Kutipan Teks:
Sabtu, 13 September 2014

IMPLEMENTASI KEBIJAKAN LINK CITIZEN JOURNALISM SEBAGAI PROGRAM LITERASI MEDIA DI TELEVISI NASIONAL (Studi Kasus Kebijakan Citizen Journalism Di Metro TV dan Net TV) (Ahmad Toni)


Oleh:
Ahmad Toni:


JUDUL PENELITIAN

IMPLEMENTASI KEBIJAKAN LINK CITIZEN JOURNALISM SEBAGAI PROGRAM LITERASI MEDIA DI TELEVISI NASIONAL (Studi Kasus Kebijakan Citizen Journalism Di Metro TV dan Net TV)


Abstraksi
Kehadiran media televisi yang terus berkembang pesat menempatkan sesak-informasi dalam realitas sosial dan budaya masyarakat Indonesia, khususnya masyarakat urban perkotaan.  Keberadaan literasi media yang terus disuarakan oleh Komisi Penyiaran Indonesia dan sejumlah lembaga sosial masyarakat yang bergerak dalam bidang efek media mendorong kebijakan sejumlah media televisi, khususnya televisi nasional dalam memberikan ruang bagi warga negara yang bisa memberikan sumbangan informasi yang berbasis pada kebutuhan masyarakat. Hal ini terjadi karena media televisi hanya menyajikan informasi yang berbasis kepentingan lembaga media dan kepentingan pihak-pihak pendukung media, terutama pihak komoditas perdagangan atau iklan televisi. Salah satu kompetensi literasi media melalui implementasi kebijakan link citizen journalism ialah kemampuan khalayak mengevaluasi dan memproduksi informasi yang diterima dan diberikan oleh khalayak lain sebagai refleksi atas kemampuan khalayak dalam memahami kebutuhan diri akan informasi media massa. Penelitian ini bertujuan untuk menelusuri sejumlah alasan dan dasar pemikiran atas implementasi kebijakan media televisi dalam berbagai program citizen journalism sebagai kebijakan lembaga media dalam memberikan ruang literasi media bagi masyarakat Indonesia.
Kata Kunci: Literasi Media, Implementasi Kebijakan Media, Citizen Journalism, Televisi Nasional.



1.     Hubungan langsung atau tidak langsung dengan konsep Literasi atau Media Literasi
a.     Hubungan langsung (Konsep Literasi Media)
Permasalahan tema penelitian di atas dengan konsep Literasi Media ialah bahwa: di tengah persaingan bisnis content (isi) tayangan televisi yang berbasis dengan persaingan eknomis penghasilan media yang dihasilkan dari pembagian kue iklan sebagai kekuatan penghasilan lembaga media (televisi). Televisi mendewakan iklan sebagai kekuatan materi yang bisa menghegemoni content tayangan, iklan sebagai pihak yang mendominasi kekuatan media televisi menjadikan televisi sebagai alat ekonomis, alat ideologi, alat penjajah budaya dan sejulah efek negatif lain yang dihasilkanya. Sementara konsep literasi media sebagai mana dinyatakan oleh Firestone (Lutvia, 2001: 2) “kemampuan mengakses, menganalisis, mengevaluasi, dan mengkomunikasikan pesan dalam berbagai bentuk”. Selanjutnya Potter (2001: 5) menyatakan bahwa “masyarakat bersifat heterogen dilihat dari entitas, agama, infrastruktur, pendidikan, pengetahuan, latar belakang profesi, geografis dan berbagai faktor. Varian kesenjangan dan perbedaan berbagai faktor tersebut berdampak pada kemampuan konseumen media dalam mengakses informasi. Keanekaragaman indkator juga mengakibatkan perbedaan cara pandang (sudut pandang) masyarakat dalam memahami setiap content media”.

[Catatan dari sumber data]
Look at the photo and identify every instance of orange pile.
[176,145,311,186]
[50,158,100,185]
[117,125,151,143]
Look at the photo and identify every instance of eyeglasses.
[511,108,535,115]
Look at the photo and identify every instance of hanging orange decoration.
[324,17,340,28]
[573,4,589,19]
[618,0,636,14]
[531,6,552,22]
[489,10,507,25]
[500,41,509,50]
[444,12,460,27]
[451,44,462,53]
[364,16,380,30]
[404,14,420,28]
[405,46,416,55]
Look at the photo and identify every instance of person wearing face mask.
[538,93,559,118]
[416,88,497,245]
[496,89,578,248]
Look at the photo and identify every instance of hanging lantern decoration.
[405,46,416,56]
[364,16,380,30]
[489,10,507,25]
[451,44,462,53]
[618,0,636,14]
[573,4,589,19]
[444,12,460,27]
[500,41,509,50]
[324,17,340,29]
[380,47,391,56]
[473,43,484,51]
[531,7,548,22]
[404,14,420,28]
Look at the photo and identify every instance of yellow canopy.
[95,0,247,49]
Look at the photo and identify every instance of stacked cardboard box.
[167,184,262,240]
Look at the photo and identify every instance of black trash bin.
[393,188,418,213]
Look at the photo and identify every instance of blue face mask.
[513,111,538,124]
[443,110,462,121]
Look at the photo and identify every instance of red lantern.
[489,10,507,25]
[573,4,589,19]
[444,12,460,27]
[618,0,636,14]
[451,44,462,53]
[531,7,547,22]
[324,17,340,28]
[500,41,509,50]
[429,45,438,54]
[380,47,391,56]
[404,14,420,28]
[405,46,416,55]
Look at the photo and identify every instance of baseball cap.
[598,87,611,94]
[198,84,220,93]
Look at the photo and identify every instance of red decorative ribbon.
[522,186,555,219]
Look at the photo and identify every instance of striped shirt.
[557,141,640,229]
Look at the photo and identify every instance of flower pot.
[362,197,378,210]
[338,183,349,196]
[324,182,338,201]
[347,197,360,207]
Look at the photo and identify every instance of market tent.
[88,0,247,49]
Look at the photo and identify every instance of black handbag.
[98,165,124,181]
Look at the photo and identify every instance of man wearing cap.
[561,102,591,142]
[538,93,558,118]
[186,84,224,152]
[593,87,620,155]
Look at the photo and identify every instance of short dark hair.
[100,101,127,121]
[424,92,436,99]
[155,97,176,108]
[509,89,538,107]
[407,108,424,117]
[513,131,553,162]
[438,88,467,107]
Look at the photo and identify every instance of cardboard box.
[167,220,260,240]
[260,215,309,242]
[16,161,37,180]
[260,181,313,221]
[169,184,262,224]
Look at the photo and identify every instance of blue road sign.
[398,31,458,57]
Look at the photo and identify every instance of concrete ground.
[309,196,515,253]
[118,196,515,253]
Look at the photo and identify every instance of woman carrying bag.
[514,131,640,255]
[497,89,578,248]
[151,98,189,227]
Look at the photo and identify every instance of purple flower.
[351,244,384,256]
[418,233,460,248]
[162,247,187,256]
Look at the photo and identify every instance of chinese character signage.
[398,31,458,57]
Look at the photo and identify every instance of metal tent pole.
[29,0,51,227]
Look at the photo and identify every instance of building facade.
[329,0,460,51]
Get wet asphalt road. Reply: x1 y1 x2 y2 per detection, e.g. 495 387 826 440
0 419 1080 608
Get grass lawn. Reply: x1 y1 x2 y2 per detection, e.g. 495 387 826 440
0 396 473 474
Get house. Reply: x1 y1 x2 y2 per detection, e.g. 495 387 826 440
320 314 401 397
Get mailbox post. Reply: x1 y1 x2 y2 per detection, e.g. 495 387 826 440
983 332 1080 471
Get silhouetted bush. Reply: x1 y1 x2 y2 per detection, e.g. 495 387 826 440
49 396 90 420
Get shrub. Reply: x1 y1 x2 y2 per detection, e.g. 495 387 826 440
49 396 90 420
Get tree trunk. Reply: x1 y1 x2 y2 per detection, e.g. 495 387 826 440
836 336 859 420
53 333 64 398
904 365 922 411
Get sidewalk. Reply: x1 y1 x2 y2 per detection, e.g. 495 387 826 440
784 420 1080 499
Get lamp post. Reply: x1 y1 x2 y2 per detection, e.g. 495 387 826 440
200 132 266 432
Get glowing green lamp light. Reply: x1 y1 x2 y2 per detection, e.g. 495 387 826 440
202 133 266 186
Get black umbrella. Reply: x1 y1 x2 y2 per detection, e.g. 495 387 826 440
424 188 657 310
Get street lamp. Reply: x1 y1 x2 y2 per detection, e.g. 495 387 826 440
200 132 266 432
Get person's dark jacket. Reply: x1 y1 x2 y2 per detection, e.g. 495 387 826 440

Yang Ditanyakan:
1/ Tolong ringkas paragraf yang dimulai dengan "Kehadiran media televisi yang terus berkembang" dalam kutipan teks tentang citizen journalism di televisi nasional, tanpa menghilangkan fakta pokoknya.
2/ Jawablah pertanyaan berikut berdasarkan kutipan teks tentang citizen journalism di televisi nasional.
(a) Tanggal berapa yang tercantum di bagian paling atas?
(b) Dua stasiun televisi apa yang menjadi studi kasus penelitian ini?
(c) Menurut Firestone, literasi media adalah kemampuan melakukan apa saja terhadap pesan?
3/ Ganti "Hubungan langsung" dengan "Keterkaitan langsung" dalam bagian kutipan teks dari "Kata Kunci: Literasi" sampai dengan "(Konsep Literasi Media)", lalu tuliskan bagian tersebut.
Catatan tersebut tidak diperlukan.

Pembahasan Jawaban:
1/ Pesatnya perkembangan televisi menimbulkan sesak-informasi dalam kehidupan sosial dan budaya masyarakat Indonesia, terutama masyarakat urban. Seruan literasi media dari Komisi Penyiaran Indonesia dan sejumlah lembaga sosial masyarakat mendorong televisi nasional memberi ruang bagi warga untuk menyumbang informasi yang berbasis kebutuhan masyarakat. Dorongan ini muncul karena televisi hanya menyajikan informasi sesuai kepentingan lembaga media dan pendukungnya, terutama pengiklan. Lewat kebijakan link citizen journalism, khalayak diharapkan mampu mengevaluasi dan memproduksi informasi. Penelitian ini menelusuri alasan dan dasar pemikiran di balik kebijakan program citizen journalism di televisi sebagai ruang literasi media bagi masyarakat Indonesia.

2/
(a) Sabtu, 13 September 2014.
(b) Metro TV dan Net TV.
(c) Mengakses, menganalisis, mengevaluasi, dan mengomunikasikan pesan dalam berbagai bentuk.

3/
Kata Kunci: Literasi Media, Implementasi Kebijakan Media, Citizen Journalism, Televisi Nasional.



1.     Keterkaitan langsung atau tidak langsung dengan konsep Literasi atau Media Literasi
a.     Keterkaitan langsung (Konsep Literasi Media)